***** Extracted data *****
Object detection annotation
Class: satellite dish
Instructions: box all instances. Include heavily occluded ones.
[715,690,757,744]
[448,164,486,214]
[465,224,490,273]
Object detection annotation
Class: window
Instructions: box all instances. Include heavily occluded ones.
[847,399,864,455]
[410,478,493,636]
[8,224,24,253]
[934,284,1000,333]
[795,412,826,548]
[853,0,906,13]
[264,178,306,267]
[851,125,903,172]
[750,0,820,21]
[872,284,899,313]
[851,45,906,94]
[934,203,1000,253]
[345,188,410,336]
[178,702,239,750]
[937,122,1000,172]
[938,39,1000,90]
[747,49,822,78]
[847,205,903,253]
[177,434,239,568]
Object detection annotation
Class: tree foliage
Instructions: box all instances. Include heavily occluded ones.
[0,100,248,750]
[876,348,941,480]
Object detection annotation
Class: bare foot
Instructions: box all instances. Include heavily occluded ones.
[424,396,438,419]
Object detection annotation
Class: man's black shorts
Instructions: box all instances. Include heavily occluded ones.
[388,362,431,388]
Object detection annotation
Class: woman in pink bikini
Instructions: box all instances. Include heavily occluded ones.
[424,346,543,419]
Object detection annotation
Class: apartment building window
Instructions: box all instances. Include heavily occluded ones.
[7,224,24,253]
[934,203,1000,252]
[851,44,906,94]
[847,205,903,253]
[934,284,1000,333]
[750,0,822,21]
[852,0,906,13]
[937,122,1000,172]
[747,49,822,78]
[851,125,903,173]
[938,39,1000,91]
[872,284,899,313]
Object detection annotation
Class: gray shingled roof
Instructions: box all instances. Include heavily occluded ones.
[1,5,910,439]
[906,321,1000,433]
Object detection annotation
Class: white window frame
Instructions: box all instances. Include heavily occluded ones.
*****
Problem: Reproduce all of the data above, copying every line word for word and in the same order.

Result of the exercise:
Object detection annotation
Class: satellite dish
Instructions: box all instances. Include heavily occluded ones.
[715,690,757,744]
[448,164,486,214]
[465,224,490,273]
Object detection annotation
Class: window
Instructions: box all instances. Include heavily occluded ones.
[847,399,864,455]
[410,478,493,636]
[8,224,24,253]
[934,284,1000,333]
[795,412,826,548]
[853,0,906,13]
[264,178,306,267]
[851,125,903,172]
[750,0,820,21]
[872,284,899,313]
[851,45,906,94]
[934,203,1000,253]
[345,188,410,336]
[178,702,239,750]
[937,122,1000,172]
[938,39,1000,90]
[747,49,822,78]
[847,205,903,253]
[177,434,239,568]
Object detection annotation
Class: tree foliage
Instructions: box all instances. Include heavily occluded ones.
[0,100,248,750]
[876,348,941,480]
Object detection annotation
Class: bare foot
Instructions: box all instances. Include heavily occluded ones.
[424,396,438,419]
Object detection annotation
Class: man's black shorts
Instructions: box all instances. Include heavily occluded ones.
[388,362,431,388]
Object detection annotation
Class: woman in pink bikini
Instructions: box all instances. Include heavily occluded ones.
[424,346,543,419]
Object detection annotation
Class: apartment building window
Instructions: box all instances. Include heavily occluded ones.
[7,224,24,253]
[934,203,1000,252]
[851,44,906,94]
[847,205,903,253]
[934,284,1000,333]
[750,0,822,21]
[852,0,906,13]
[937,122,1000,172]
[747,49,822,78]
[851,125,903,173]
[938,39,1000,91]
[872,284,899,313]
Object detection annotation
Class: gray shingled roof
Instructions: box all instances. Include heavily occluded ones.
[1,5,910,439]
[906,321,1000,433]
Object detection annotation
Class: white window frame
Instructions: box all instances. Include heavily occluded ones.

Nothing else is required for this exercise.